*** MATERIAL SUPPLIED Section Begins ***
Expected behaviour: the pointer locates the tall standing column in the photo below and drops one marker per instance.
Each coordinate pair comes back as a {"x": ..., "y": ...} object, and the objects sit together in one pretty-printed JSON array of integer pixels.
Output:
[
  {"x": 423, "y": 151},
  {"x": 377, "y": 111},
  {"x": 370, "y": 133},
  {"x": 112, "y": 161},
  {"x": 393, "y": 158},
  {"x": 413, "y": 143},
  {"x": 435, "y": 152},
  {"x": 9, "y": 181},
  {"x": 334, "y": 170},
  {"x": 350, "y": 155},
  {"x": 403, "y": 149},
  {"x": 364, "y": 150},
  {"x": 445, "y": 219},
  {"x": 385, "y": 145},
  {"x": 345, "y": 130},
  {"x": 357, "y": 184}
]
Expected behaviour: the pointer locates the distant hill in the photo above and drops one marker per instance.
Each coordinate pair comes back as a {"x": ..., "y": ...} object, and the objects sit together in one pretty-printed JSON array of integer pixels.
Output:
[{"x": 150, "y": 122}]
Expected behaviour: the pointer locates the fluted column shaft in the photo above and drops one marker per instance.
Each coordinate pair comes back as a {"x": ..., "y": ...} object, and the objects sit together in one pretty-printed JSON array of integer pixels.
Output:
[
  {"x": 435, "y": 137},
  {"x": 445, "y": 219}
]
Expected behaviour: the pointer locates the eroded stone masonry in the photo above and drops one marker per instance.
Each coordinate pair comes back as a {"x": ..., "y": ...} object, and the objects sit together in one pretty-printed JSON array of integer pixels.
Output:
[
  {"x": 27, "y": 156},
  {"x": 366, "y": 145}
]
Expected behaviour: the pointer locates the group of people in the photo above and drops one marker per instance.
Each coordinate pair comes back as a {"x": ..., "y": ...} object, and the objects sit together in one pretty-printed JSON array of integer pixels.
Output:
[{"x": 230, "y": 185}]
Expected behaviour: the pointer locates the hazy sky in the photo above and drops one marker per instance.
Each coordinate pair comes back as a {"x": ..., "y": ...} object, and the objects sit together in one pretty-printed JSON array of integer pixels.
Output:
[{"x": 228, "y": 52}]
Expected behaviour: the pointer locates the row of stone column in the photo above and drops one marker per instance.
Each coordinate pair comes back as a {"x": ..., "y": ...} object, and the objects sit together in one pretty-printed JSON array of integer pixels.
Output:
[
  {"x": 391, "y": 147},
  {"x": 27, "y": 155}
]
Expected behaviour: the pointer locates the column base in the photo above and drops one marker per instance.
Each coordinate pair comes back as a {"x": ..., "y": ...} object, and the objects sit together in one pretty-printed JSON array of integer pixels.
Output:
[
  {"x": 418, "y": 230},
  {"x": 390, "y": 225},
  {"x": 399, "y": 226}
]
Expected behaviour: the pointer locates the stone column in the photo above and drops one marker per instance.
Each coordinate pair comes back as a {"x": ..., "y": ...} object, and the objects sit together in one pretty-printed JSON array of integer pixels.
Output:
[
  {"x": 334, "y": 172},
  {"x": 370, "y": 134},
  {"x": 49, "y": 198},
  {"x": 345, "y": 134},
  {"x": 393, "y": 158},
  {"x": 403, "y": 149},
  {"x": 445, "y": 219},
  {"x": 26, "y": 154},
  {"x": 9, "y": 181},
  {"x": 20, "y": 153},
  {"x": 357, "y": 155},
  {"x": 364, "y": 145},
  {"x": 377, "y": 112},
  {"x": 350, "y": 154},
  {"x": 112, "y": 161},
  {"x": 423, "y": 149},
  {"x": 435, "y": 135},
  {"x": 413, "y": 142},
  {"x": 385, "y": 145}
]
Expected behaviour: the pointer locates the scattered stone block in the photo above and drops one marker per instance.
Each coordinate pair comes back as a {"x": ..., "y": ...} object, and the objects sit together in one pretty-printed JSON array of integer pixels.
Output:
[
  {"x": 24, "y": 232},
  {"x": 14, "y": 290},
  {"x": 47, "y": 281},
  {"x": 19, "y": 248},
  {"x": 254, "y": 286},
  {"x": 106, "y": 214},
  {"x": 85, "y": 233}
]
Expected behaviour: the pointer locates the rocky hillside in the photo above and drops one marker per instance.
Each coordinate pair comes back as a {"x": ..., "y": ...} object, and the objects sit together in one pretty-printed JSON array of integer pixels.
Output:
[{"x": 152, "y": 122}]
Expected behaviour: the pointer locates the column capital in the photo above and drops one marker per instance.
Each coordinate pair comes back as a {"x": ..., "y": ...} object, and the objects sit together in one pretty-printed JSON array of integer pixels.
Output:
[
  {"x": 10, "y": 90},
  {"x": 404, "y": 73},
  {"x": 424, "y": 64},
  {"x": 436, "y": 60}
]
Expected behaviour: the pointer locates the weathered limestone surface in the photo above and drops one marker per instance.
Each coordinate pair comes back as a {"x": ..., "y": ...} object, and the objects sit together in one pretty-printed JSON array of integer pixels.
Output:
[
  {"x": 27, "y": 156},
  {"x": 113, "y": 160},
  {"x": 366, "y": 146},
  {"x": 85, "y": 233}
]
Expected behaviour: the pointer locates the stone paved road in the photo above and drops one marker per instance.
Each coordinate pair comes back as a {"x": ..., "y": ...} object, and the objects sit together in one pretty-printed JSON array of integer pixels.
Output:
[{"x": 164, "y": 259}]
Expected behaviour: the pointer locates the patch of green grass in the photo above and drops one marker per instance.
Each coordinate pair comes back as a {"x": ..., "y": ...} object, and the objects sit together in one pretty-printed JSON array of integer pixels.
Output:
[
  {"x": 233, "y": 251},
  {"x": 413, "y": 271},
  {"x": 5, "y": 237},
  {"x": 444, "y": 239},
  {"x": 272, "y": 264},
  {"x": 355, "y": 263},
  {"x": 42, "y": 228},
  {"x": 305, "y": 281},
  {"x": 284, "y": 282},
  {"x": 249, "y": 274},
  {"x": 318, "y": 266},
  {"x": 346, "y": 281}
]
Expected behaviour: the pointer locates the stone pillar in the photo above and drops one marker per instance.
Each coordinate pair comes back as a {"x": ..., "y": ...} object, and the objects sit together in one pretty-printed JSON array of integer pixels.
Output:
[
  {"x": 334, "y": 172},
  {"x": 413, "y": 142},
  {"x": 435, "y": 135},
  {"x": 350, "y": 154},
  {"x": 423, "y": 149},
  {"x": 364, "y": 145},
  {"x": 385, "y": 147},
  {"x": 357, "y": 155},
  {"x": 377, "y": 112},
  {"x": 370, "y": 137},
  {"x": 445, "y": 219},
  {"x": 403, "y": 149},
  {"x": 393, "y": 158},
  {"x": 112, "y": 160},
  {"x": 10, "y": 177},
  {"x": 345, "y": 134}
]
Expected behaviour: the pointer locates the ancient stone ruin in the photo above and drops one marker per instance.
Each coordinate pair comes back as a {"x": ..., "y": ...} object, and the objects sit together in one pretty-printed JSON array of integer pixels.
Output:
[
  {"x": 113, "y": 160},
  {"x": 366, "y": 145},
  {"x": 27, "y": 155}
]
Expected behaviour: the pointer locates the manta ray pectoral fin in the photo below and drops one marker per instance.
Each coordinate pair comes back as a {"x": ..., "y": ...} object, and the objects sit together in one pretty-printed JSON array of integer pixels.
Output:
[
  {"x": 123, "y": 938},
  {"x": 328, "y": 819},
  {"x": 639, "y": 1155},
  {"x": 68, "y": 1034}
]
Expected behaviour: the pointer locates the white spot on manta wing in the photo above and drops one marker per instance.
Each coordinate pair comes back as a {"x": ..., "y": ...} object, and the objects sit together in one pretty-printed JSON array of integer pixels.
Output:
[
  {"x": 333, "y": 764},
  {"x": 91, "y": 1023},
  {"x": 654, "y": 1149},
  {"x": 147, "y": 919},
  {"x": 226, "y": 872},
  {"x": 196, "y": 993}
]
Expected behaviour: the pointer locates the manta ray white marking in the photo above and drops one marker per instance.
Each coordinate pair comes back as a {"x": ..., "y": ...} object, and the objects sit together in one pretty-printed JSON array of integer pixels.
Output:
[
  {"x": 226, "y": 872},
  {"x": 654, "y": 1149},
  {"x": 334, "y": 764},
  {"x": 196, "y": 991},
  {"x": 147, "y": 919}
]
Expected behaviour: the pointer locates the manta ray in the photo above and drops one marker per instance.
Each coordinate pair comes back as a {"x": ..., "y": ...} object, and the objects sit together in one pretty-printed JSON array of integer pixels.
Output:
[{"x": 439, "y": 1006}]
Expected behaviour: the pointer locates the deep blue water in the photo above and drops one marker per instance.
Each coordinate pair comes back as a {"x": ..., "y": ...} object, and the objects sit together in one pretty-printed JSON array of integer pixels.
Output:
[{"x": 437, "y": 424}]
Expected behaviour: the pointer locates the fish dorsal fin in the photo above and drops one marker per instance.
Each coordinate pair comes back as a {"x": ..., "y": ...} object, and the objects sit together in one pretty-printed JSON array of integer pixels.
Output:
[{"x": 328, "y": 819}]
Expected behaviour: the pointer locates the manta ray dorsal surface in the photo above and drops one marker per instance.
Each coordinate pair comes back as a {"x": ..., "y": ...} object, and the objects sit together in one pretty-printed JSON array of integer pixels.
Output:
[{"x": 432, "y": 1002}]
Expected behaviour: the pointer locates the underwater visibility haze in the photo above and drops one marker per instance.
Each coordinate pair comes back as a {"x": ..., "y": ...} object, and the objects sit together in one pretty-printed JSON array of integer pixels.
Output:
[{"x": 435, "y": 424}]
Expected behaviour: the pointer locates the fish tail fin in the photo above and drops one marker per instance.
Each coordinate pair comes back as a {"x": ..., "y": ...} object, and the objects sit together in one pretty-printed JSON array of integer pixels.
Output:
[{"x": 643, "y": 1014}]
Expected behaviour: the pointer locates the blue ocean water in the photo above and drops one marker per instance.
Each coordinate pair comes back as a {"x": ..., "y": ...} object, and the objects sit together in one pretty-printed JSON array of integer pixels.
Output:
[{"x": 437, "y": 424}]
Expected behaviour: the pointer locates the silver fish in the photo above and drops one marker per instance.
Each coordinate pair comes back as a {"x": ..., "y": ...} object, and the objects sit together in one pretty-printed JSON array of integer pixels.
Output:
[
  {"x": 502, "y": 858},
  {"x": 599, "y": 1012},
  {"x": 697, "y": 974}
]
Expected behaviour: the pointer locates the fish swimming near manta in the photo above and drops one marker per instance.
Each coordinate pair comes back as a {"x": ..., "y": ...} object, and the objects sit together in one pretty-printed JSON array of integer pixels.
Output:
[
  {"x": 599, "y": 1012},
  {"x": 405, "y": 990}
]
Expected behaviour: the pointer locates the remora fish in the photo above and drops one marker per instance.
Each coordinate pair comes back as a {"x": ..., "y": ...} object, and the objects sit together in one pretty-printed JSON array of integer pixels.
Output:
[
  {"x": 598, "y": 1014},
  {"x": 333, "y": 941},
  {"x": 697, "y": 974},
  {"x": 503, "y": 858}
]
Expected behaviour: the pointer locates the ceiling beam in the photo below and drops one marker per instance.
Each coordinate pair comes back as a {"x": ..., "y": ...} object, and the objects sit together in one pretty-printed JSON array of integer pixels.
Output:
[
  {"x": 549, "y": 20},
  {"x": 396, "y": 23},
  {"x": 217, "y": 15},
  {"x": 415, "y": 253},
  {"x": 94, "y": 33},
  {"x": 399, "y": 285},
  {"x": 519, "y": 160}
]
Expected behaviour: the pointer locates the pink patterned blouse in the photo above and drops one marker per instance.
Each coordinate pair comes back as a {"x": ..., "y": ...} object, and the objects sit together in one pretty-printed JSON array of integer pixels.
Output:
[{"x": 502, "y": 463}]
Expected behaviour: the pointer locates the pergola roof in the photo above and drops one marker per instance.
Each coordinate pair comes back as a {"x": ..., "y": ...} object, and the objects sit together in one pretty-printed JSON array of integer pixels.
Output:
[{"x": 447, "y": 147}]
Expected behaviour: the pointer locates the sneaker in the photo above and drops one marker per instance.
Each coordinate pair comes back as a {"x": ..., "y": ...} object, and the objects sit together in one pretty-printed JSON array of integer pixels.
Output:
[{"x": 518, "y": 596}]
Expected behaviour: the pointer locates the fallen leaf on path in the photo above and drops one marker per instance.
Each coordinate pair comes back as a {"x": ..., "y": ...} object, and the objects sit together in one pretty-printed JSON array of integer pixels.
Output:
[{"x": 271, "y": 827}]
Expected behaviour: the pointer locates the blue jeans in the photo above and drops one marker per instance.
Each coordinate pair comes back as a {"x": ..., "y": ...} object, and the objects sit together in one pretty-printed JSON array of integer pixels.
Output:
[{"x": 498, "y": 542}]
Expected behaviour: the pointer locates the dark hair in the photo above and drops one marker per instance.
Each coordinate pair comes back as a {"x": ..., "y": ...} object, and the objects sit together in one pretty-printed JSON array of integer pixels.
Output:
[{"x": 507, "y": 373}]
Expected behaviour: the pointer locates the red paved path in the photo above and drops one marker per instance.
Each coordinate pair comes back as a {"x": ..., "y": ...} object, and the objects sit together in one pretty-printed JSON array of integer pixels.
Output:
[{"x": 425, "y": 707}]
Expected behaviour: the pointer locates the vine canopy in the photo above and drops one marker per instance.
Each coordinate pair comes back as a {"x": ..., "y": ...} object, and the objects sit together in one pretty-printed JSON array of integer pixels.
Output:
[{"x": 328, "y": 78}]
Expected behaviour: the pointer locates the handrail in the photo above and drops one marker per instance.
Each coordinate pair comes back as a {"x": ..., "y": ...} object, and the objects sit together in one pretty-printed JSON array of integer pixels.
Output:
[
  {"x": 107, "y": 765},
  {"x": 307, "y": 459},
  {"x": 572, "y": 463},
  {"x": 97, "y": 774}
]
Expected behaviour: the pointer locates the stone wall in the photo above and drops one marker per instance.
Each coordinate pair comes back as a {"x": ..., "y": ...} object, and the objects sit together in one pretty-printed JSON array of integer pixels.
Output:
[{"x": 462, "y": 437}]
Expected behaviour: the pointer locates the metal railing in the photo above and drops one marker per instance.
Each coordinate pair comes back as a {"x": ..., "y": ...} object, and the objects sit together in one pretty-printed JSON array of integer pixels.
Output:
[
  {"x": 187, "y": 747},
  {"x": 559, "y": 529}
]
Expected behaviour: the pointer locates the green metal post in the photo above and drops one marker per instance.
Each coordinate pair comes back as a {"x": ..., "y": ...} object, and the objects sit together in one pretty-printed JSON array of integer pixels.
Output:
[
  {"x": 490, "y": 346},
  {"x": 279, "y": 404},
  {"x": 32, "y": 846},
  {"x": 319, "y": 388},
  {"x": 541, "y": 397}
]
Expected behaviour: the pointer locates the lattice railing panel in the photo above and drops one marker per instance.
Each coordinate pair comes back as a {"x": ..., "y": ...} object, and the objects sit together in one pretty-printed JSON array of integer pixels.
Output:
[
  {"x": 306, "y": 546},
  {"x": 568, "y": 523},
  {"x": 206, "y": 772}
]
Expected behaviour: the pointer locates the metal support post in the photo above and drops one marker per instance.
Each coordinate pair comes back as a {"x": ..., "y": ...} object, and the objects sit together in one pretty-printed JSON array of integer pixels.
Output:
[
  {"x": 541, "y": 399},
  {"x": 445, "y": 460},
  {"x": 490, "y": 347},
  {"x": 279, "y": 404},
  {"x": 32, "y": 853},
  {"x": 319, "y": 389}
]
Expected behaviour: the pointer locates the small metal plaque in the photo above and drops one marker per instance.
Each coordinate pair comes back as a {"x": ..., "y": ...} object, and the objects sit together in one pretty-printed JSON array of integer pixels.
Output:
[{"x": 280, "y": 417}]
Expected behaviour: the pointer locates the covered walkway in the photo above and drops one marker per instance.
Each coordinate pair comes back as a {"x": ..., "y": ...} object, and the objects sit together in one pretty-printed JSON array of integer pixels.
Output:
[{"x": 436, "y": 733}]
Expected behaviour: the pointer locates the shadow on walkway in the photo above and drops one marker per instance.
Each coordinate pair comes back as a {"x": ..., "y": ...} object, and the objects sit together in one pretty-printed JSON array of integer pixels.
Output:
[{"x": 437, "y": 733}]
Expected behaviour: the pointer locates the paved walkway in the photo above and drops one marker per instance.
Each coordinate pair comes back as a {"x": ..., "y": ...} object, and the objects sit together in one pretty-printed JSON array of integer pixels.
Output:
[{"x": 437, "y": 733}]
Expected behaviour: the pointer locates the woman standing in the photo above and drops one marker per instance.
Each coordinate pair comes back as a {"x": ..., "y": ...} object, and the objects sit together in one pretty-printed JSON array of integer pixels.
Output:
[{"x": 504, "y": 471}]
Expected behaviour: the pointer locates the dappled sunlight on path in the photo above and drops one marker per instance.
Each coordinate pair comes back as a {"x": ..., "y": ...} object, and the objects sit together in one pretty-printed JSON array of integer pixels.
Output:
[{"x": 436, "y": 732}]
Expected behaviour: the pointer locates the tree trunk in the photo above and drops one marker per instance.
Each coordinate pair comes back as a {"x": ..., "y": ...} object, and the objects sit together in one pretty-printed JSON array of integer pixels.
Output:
*** MATERIAL SUPPLIED Section Ends ***
→ PROBLEM REQUIREMENTS
Nothing but the lines from the top of the entries above through the line with "Expected behaviour: the pointer locates the hazy" should be set down, each exactly as written.

→ OUTPUT FOR THIS TASK
Expected behaviour: the pointer locates the tall standing column in the photo below and drops one marker per instance.
Each coordinate pair comes back as a {"x": ..., "y": ...} object, and the objects sit together in one pretty-printed JSON array of integer pixels.
Output:
[
  {"x": 423, "y": 151},
  {"x": 377, "y": 111},
  {"x": 370, "y": 133},
  {"x": 112, "y": 161},
  {"x": 393, "y": 158},
  {"x": 413, "y": 143},
  {"x": 435, "y": 152},
  {"x": 9, "y": 181},
  {"x": 334, "y": 170},
  {"x": 350, "y": 155},
  {"x": 403, "y": 149},
  {"x": 364, "y": 150},
  {"x": 445, "y": 219},
  {"x": 385, "y": 145},
  {"x": 345, "y": 130},
  {"x": 357, "y": 184}
]
Expected behaviour: the pointer locates the distant hill in the photo above and drops one marker per instance.
Each coordinate pair comes back as a {"x": ..., "y": ...} object, and the objects sit together in one pretty-printed JSON array of integer pixels.
Output:
[{"x": 150, "y": 122}]
Expected behaviour: the pointer locates the fluted column shaft in the photo above and drops one marker per instance.
Each coordinate pair comes back as a {"x": ..., "y": ...} object, and the objects sit together in one pretty-printed JSON array of integer pixels.
Output:
[
  {"x": 435, "y": 137},
  {"x": 445, "y": 219}
]
Expected behaviour: the pointer locates the eroded stone masonry in the photo above and drops one marker per instance.
Each coordinate pair comes back as a {"x": ..., "y": ...} object, and the objects sit together in one pretty-printed JSON array of integer pixels.
Output:
[
  {"x": 27, "y": 156},
  {"x": 366, "y": 145}
]
Expected behaviour: the pointer locates the group of people in the photo above and drops one marker per instance.
Each coordinate pair comes back as a {"x": ..., "y": ...} object, and the objects sit together in one pretty-printed JSON array of integer pixels.
Output:
[{"x": 230, "y": 185}]
Expected behaviour: the pointer locates the hazy sky in the photo above and drops one marker per instance.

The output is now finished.